## To be done
A) In the boxing match fact sheet, rewrite the text from "- Age: 24 years, 9" to "May 9, 2015.", replacing "Southpaw" with "Left-handed".
B) According to the boxing match fact sheet, at what venue was the fight held?

## Document extract
———
Canelo Álvarez vs. James Kirkland
- Date: May 9, 2015
- Venue: Minute Maid Park, Houston, Texas, U.S.

Tale of the tape
- Boxer: Canelo Álvarez / James Kirkland
- Nickname: "Canelo" / "Mandingo Warrior"
- Hometown: Guadalajara, Jalisco, Mexico / San Antonio, Texas, U.S.
- Purse: >$3,500,000 / $1,300,000
- Pre-fight record: 44–1–1 (29 KO) / 32–1 (28 KO)
- Age: 24 years, 9 months / 31 years, 1 month
- Height: 5 ft 8 in (173 cm) / 5 ft 9 in (175 cm)
- Weight: 154+1⁄2 lb (70 kg) / 154+1⁄2 lb (70 kg)
- Style: Orthodox / Southpaw
- Recognition: WBA/WBC/The Ring/TBRB No. 1 Ranked Light middleweight Former unified light middleweight champion / Former NABO Light middleweight champion

Result
- Álvarez wins by 3rd-round KO

= Canelo Álvarez vs. James Kirkland =

2015 boxing match

Canelo Álvarez vs. James Kirkland was a professional boxing match contested on May 9, 2015.
———
## Records shown
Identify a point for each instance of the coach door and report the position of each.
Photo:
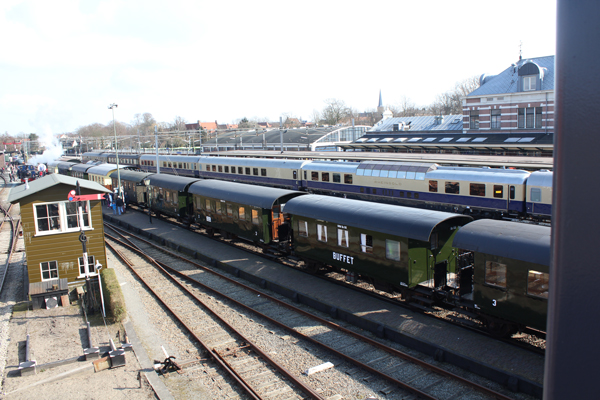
(276, 221)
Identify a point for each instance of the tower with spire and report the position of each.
(380, 106)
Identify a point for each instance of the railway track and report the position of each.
(395, 373)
———
## Solutions in order
A)
- Age: 24 years, 9 months / 31 years, 1 month
- Height: 5 ft 8 in (173 cm) / 5 ft 9 in (175 cm)
- Weight: 154+1⁄2 lb (70 kg) / 154+1⁄2 lb (70 kg)
- Style: Orthodox / Left-handed
- Recognition: WBA/WBC/The Ring/TBRB No. 1 Ranked Light middleweight Former unified light middleweight champion / Former NABO Light middleweight champion

Result
- Álvarez wins by 3rd-round KO

= Canelo Álvarez vs. James Kirkland =

2015 boxing match

Canelo Álvarez vs. James Kirkland was a professional boxing match contested on May 9, 2015.

B) Minute Maid Park, Houston, Texas, U.S.